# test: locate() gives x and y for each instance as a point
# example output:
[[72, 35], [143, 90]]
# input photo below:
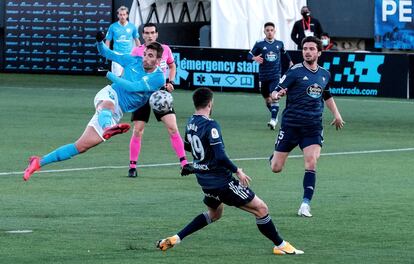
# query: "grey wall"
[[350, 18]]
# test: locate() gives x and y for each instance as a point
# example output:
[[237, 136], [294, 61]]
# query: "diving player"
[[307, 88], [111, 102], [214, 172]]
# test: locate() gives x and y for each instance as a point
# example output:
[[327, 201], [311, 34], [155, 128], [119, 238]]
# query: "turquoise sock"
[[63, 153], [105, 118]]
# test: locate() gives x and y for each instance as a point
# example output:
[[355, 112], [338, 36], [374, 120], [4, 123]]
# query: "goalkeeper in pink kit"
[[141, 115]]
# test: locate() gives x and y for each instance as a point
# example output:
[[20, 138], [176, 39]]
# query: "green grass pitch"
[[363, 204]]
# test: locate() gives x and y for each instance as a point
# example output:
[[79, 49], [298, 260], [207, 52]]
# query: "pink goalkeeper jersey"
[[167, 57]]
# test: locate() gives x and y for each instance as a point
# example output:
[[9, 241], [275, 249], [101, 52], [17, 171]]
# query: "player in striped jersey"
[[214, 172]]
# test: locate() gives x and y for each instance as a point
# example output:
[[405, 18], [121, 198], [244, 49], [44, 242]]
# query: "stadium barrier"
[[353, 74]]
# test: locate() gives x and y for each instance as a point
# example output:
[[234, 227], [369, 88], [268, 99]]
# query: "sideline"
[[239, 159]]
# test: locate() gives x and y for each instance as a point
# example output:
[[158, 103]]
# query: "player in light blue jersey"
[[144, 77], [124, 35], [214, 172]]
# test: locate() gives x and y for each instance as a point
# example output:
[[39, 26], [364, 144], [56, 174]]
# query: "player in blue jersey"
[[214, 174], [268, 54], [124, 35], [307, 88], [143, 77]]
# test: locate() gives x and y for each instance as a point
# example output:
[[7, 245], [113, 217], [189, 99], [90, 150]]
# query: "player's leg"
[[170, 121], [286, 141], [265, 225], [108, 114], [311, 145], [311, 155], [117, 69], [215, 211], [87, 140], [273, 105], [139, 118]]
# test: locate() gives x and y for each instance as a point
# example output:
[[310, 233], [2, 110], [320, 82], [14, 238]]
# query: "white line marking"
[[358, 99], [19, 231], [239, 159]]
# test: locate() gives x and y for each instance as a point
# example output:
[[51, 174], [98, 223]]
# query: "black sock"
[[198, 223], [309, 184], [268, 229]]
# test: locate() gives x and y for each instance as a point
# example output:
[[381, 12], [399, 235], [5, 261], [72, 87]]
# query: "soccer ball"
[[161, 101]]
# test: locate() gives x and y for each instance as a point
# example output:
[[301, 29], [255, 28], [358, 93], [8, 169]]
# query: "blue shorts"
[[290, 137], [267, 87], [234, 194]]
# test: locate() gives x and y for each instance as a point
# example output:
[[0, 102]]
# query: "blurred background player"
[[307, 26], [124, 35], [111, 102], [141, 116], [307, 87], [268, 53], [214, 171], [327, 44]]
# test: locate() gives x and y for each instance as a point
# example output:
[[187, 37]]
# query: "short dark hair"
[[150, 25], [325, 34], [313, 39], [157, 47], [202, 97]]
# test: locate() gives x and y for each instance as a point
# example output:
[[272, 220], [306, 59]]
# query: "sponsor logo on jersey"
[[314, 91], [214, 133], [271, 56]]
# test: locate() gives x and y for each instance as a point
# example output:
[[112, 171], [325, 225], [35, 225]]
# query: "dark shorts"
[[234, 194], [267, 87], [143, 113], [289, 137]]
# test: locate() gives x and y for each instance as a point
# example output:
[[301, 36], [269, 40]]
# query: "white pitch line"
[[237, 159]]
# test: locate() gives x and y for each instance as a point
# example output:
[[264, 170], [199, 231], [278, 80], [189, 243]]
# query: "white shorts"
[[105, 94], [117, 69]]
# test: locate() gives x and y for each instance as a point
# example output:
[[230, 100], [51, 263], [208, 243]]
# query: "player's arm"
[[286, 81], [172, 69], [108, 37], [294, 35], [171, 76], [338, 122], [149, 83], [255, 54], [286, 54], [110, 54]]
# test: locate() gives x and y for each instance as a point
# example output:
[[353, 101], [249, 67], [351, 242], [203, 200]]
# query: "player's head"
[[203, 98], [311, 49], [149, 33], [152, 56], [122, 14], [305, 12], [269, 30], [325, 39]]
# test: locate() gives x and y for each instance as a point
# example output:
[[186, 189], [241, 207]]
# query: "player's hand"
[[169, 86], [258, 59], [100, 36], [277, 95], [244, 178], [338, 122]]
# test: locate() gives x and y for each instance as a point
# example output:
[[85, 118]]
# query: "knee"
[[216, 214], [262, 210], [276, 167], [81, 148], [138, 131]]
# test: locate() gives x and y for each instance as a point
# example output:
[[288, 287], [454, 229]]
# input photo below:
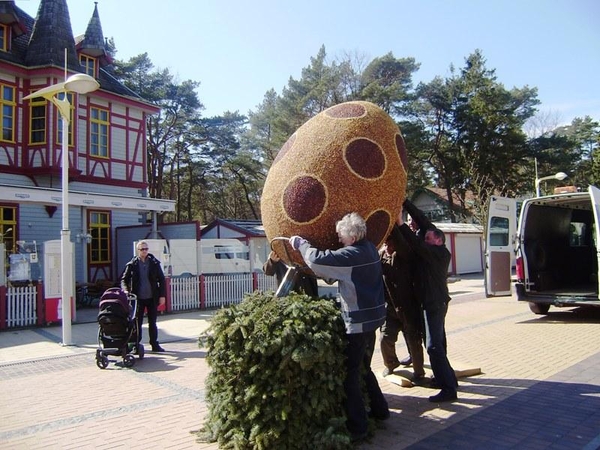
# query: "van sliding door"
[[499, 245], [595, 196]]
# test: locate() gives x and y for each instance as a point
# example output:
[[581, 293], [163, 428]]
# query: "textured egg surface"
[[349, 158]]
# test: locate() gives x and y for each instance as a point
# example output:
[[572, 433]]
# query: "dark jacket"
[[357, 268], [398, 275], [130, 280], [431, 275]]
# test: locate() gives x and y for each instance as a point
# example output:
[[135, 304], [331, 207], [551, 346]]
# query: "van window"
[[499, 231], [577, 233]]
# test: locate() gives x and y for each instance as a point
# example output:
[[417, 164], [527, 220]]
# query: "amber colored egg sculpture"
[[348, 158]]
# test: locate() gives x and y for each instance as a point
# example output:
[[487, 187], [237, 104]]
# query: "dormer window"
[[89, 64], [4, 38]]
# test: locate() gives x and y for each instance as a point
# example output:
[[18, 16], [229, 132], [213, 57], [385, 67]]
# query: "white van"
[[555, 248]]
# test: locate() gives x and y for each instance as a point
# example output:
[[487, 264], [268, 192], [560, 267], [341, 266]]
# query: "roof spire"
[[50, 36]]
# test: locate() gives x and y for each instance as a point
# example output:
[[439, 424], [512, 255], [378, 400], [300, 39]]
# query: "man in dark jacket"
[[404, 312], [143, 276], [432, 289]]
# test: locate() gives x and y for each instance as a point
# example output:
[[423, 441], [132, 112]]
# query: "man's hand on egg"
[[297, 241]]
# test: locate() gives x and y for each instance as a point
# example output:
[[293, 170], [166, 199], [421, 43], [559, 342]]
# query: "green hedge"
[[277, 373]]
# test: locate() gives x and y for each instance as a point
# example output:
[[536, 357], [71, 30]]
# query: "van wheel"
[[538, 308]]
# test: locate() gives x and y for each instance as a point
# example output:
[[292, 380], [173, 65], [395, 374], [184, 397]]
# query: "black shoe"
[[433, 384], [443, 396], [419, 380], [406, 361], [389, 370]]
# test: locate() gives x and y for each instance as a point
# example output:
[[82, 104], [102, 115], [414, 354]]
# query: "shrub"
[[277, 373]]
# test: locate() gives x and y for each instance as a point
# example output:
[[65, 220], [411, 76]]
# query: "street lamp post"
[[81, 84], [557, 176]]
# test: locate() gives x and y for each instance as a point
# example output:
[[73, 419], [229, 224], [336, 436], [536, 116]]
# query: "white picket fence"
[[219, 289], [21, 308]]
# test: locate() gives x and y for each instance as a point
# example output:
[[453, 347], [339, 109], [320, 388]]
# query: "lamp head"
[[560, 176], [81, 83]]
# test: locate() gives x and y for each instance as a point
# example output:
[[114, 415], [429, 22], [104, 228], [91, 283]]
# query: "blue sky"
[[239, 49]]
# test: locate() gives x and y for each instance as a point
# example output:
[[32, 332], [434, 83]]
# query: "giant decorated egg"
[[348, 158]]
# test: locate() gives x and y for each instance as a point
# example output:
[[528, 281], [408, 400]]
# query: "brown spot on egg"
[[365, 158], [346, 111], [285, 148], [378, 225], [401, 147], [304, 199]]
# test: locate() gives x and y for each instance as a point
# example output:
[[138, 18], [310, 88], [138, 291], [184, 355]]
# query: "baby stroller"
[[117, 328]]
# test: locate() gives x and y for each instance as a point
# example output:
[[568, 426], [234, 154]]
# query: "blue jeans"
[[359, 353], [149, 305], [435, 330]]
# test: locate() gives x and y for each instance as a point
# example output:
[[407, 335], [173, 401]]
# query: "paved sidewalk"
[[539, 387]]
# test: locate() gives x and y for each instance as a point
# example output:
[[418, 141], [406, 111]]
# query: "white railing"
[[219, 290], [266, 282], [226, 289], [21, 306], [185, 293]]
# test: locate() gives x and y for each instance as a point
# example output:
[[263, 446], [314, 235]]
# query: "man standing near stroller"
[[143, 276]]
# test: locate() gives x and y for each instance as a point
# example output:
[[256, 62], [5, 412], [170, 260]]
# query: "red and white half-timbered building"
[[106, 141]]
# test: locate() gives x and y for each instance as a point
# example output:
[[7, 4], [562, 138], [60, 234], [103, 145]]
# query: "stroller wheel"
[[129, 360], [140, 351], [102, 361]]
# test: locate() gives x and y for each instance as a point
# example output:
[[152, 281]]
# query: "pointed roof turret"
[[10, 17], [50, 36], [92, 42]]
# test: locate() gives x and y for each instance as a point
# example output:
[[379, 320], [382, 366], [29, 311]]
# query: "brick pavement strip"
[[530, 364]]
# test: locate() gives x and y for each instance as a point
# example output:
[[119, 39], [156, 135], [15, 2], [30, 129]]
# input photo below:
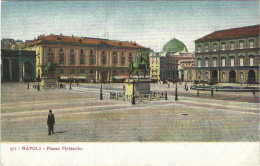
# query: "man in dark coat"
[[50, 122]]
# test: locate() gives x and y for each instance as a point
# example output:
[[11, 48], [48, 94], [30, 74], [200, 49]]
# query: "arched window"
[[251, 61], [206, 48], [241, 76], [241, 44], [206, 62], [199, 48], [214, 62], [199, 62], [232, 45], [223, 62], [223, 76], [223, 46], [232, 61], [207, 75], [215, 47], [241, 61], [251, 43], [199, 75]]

__Work order__
As listed above, the lines from the line with "[[405, 18], [121, 198], [244, 49], [44, 242]]" to the line with "[[158, 103]]" are to be echoed exactly, with both ends included and nothing added.

__Solution for this task__
[[405, 18], [121, 198], [244, 49], [44, 242]]
# query: "stadium barrier"
[[353, 74]]
# test: locate() gives x and y for each instance as a point
# example output:
[[234, 227], [369, 88], [268, 99]]
# query: "sideline"
[[239, 159]]
# test: locate() gives x and y for each instance as a point
# example output:
[[158, 103]]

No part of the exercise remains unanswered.